Approximately 90% of state employees are represented by a union. Most of them could receive some extra appreciation.
Sponsored by Rep. Leon Lillie (DFL-North St. Paul), HF3346, as amended, would ratify certain labor agreements and compensation plans along with memorandums of understanding. Passed 107-24 by the House Monday, it now goes to the Senate where Sen. Mark Koran (R-North Branch) is the sponsor.
The bill comes from the Subcommittee on Employee Relations, which ratified the contracts between Minnesota Management and Budget and the various bargaining units. The bill would cover approximately 39,000 state employees across one of 17 occupationally-based bargaining units, which are represented by one of eleven unions.
“We’re pretty blessed to be one of the best running states in the country. These contracts are a commitment to this," Lillie said at a pre-session news conference. “Just think of the endless jobs that are done by these folks in making Minnesota a success,” Lillie said.
“These employees do incredible work, many of them on the front lines during this pandemic. The essential services they provide for the people of Minnesota makes this a great place to live,” added House Speaker Melissa Hortman (DFL-Brooklyn Park).
Most contracts are for the 2022-23 biennium, retroactive to July 1, 2021. The change is estimated to cost an additional $459.7 million in the current biennium. Agencies would manage contract costs within already allocated biennial funds.
[MORE: View the contracts summary]
“These were negotiated in good faith; they’re reasonable, fair, and ultimately the compensation increases included in these contracts are comparable to what you’d find in other public entities in the area, and are actually currently below some of the private sector increases that we’re seeing right now,” MMB Commissioner Jim Schowalter told the House State Government Finance and Elections Committee in February.

= Activity =
According to the article on Minnesota state employee contracts, roughly how many state employees would the bill cover?

Point-per-instance localization data:
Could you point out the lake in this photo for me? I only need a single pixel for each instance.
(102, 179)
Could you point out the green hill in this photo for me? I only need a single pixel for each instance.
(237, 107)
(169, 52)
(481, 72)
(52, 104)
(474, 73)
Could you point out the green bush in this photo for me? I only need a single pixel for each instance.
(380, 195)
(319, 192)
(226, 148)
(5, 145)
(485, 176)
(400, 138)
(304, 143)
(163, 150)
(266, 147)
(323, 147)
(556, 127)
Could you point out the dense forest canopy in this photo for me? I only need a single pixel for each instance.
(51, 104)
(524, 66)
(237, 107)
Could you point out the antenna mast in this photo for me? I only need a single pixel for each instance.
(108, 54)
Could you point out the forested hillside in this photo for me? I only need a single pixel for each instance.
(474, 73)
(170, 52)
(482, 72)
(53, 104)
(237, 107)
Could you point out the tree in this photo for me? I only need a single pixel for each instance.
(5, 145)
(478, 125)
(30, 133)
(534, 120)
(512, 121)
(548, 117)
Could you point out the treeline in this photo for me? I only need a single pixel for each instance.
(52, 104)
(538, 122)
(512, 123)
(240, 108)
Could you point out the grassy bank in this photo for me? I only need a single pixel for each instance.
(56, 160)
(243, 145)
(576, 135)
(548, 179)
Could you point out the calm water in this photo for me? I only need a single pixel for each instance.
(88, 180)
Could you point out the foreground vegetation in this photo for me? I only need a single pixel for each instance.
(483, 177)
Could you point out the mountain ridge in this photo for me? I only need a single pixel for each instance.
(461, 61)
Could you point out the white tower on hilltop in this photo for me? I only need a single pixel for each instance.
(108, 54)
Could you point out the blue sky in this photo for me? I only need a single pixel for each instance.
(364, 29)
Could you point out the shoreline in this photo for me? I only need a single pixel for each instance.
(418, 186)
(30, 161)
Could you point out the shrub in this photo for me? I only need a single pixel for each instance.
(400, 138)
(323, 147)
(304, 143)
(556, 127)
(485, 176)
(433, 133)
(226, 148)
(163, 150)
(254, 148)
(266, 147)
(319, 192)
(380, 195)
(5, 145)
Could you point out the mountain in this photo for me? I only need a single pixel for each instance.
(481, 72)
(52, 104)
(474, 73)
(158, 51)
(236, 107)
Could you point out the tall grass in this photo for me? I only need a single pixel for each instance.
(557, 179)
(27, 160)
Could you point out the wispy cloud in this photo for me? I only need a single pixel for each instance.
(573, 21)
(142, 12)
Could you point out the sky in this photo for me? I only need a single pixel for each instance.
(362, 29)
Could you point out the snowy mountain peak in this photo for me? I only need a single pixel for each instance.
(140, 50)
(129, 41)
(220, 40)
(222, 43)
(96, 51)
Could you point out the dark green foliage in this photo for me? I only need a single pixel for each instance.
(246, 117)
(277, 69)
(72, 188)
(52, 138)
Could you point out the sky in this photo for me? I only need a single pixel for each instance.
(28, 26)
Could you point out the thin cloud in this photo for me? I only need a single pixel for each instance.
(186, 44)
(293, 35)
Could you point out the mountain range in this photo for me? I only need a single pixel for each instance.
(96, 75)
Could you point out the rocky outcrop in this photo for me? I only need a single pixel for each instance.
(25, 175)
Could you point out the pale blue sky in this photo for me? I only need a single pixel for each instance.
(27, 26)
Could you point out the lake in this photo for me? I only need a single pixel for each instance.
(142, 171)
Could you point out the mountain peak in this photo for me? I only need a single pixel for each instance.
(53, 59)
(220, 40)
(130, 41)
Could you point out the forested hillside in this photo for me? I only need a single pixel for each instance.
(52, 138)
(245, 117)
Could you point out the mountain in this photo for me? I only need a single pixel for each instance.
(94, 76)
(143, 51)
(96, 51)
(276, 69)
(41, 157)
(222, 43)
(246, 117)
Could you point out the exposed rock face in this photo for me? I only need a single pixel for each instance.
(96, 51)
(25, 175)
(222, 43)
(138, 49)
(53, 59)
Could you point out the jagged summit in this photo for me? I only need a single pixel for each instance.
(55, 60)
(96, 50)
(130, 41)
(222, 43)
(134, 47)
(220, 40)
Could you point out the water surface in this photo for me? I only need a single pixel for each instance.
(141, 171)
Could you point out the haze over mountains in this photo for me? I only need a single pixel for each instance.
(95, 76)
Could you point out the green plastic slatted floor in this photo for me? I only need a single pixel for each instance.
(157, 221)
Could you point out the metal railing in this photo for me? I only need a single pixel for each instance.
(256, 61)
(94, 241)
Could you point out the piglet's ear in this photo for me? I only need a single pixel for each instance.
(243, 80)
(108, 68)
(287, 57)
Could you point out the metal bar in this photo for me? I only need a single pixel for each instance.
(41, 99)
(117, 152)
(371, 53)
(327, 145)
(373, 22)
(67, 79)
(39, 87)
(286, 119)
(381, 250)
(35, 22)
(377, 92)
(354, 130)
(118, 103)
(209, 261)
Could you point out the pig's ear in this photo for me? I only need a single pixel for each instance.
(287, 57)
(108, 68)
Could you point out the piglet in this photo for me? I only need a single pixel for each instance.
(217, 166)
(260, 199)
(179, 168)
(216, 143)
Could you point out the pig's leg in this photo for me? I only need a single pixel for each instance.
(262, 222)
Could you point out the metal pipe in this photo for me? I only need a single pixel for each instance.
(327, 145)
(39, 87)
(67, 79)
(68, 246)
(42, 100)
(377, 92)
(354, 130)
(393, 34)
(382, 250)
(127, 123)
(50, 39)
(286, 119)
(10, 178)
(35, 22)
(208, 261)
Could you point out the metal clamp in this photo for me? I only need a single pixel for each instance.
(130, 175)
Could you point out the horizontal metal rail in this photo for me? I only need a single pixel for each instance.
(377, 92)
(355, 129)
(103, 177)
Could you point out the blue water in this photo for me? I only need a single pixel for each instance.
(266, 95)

---

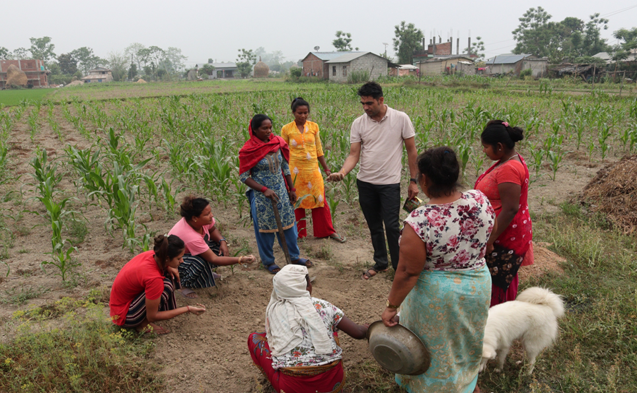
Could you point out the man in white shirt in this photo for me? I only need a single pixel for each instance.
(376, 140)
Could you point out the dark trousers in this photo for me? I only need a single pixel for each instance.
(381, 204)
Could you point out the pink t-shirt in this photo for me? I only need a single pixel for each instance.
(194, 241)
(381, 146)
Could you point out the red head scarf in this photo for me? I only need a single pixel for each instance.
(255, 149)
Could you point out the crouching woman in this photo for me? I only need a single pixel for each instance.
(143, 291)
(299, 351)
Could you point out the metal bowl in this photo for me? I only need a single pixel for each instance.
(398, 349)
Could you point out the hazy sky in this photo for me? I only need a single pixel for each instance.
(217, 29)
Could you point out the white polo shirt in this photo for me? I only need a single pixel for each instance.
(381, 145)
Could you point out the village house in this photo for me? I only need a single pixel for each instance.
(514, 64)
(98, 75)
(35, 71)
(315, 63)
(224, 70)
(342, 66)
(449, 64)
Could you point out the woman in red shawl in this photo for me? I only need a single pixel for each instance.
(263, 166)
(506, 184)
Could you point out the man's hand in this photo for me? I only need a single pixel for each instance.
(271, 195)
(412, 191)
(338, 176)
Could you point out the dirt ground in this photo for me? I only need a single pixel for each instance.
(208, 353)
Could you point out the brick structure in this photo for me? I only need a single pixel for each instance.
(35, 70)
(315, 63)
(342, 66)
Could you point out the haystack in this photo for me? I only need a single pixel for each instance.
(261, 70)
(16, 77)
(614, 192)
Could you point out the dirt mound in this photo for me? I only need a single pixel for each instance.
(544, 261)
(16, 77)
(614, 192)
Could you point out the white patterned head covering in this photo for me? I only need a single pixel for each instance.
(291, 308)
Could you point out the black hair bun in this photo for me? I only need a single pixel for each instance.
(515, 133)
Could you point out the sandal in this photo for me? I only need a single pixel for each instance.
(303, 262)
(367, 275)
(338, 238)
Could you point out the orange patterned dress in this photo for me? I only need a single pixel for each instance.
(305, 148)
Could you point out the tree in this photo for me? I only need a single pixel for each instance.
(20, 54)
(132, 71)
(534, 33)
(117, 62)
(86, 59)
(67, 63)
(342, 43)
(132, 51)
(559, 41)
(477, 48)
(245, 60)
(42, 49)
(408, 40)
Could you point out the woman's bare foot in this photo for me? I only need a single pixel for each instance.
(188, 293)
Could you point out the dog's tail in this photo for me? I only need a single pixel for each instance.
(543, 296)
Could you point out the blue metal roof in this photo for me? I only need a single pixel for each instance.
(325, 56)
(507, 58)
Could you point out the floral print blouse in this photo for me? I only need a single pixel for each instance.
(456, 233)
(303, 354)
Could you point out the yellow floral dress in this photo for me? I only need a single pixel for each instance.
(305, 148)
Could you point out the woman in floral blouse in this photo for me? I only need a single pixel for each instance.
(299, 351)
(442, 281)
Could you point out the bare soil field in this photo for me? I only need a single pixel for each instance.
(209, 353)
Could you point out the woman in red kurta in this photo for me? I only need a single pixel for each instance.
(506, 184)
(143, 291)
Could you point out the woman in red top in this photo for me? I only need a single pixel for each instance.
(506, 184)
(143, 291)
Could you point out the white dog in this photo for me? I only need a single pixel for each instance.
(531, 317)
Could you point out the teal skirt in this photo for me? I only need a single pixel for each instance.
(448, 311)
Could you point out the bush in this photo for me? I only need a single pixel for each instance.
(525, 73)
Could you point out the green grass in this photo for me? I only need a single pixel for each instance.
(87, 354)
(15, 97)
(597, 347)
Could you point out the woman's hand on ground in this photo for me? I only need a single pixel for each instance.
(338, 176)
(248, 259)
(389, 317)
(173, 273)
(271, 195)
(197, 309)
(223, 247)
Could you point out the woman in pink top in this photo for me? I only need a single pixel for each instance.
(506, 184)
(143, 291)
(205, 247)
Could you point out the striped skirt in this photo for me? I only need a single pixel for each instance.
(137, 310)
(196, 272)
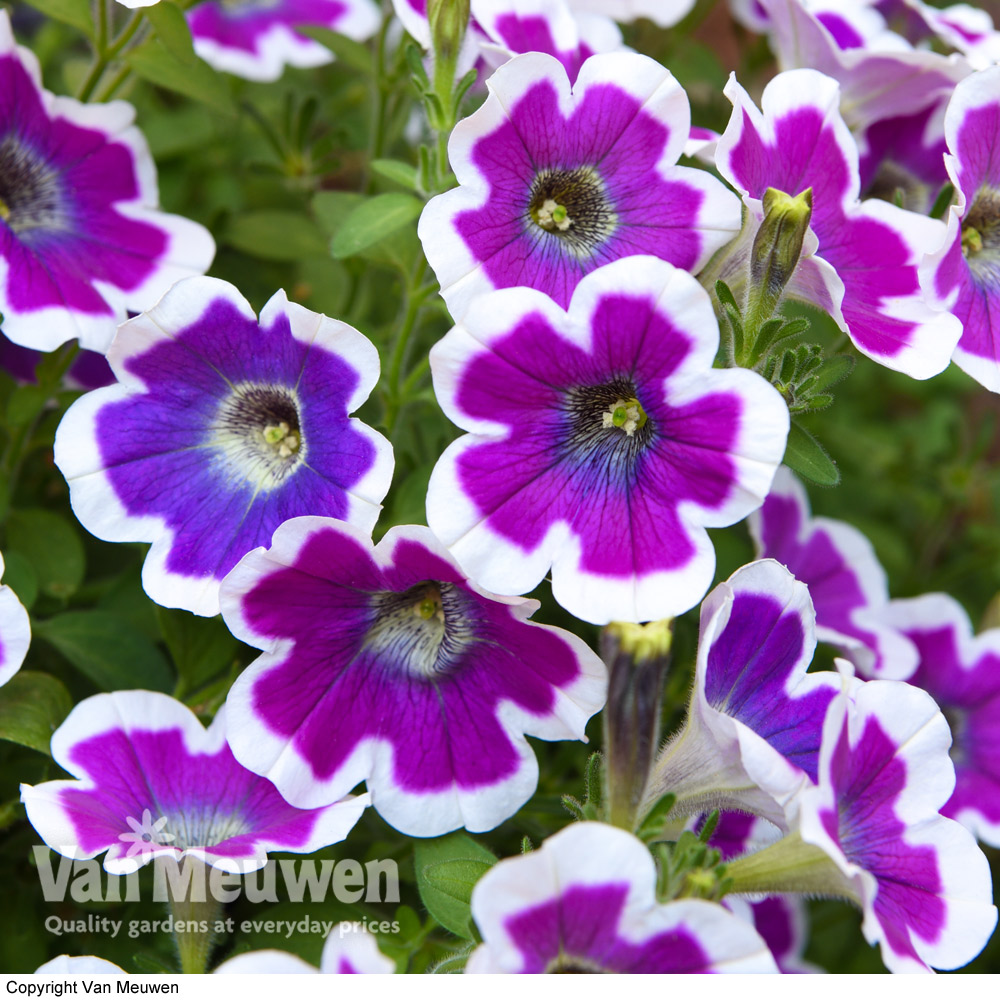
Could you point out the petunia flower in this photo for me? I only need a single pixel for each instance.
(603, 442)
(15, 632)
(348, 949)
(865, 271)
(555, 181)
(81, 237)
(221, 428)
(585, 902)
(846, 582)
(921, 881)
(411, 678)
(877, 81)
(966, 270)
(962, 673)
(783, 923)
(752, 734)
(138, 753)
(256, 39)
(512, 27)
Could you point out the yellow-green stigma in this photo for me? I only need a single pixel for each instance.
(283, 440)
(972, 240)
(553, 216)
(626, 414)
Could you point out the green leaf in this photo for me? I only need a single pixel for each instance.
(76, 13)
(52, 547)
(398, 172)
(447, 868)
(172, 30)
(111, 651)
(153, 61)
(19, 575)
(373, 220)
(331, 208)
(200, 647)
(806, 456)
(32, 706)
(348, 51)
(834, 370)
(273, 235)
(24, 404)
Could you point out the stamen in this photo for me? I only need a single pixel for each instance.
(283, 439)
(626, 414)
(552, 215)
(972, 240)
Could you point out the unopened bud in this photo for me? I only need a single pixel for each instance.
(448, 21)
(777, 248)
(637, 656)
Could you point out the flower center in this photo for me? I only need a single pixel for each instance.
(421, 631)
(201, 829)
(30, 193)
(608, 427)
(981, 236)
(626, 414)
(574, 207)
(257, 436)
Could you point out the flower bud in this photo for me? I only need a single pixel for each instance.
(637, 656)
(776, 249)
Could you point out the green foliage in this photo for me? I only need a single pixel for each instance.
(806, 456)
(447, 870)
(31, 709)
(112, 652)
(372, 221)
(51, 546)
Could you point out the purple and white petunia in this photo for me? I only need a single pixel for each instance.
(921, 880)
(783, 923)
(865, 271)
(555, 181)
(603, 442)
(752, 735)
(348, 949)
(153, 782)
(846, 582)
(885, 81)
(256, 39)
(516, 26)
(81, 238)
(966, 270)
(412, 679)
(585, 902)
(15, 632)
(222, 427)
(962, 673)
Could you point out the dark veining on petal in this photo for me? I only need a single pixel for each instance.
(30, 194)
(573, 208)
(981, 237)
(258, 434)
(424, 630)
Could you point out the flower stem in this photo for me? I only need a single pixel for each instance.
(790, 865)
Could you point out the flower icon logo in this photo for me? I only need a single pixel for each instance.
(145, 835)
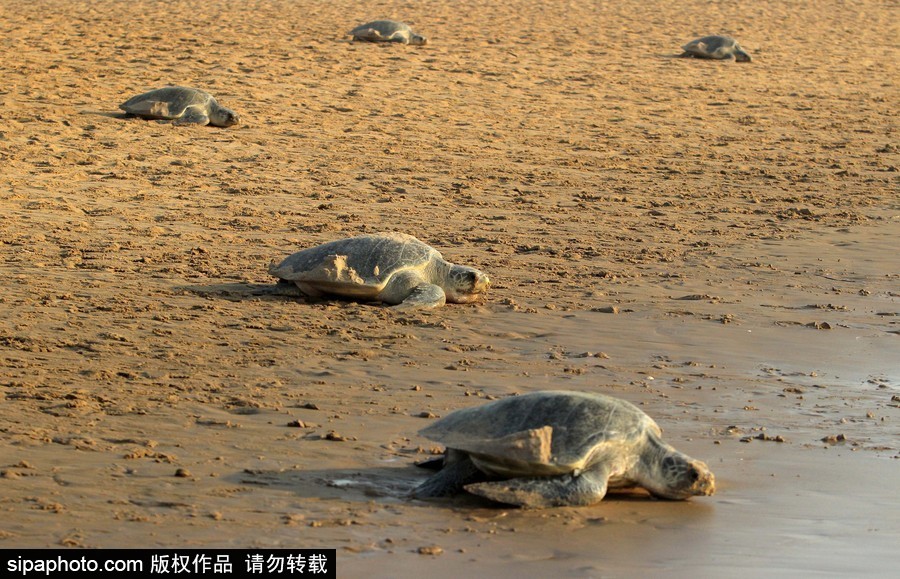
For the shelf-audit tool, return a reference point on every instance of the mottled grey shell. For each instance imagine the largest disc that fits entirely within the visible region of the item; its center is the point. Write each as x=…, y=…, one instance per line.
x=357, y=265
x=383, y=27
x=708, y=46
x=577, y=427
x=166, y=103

...

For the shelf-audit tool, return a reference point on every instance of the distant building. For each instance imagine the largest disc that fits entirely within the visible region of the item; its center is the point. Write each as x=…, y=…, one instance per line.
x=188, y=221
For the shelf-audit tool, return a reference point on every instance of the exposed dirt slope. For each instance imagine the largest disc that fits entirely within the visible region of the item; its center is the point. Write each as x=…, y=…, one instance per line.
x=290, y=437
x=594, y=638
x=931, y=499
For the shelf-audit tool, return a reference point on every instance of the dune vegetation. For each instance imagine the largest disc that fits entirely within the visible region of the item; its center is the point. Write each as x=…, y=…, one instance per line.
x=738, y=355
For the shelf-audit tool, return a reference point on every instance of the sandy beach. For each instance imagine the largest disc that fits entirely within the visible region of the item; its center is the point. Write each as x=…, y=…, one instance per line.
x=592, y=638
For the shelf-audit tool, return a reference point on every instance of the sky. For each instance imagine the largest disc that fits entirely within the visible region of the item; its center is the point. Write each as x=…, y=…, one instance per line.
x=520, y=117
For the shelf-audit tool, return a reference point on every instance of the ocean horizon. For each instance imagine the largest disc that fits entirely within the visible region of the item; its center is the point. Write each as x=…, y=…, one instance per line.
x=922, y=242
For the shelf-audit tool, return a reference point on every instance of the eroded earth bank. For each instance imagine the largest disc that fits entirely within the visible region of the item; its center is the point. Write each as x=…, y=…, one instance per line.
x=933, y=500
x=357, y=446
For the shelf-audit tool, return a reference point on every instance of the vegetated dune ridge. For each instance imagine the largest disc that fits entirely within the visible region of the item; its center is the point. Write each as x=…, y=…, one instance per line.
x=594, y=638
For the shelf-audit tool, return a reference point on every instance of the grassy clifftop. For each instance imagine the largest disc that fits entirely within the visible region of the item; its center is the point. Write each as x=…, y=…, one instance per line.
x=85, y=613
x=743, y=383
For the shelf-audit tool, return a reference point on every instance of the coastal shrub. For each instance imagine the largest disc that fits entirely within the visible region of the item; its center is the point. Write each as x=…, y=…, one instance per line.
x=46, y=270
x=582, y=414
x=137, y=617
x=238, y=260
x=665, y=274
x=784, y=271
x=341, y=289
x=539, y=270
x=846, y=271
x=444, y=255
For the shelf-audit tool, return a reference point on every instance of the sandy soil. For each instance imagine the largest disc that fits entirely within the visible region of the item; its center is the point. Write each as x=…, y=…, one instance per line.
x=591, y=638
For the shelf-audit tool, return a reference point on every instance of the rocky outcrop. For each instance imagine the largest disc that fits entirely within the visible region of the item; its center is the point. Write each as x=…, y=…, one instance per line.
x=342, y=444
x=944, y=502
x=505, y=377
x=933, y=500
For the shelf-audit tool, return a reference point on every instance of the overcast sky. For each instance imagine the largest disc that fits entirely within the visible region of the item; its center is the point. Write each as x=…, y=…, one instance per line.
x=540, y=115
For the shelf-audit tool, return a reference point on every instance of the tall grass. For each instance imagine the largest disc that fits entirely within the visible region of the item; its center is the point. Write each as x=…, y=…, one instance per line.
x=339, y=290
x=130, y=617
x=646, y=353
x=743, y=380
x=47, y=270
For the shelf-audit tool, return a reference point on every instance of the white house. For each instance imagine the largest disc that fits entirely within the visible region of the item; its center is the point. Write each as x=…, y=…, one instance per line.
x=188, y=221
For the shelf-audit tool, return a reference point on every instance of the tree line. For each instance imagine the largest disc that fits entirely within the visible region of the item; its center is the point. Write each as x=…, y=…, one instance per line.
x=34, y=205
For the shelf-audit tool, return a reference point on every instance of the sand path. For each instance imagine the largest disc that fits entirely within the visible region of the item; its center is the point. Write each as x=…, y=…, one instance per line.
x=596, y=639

= Result below =
Approximately 39,000 state employees.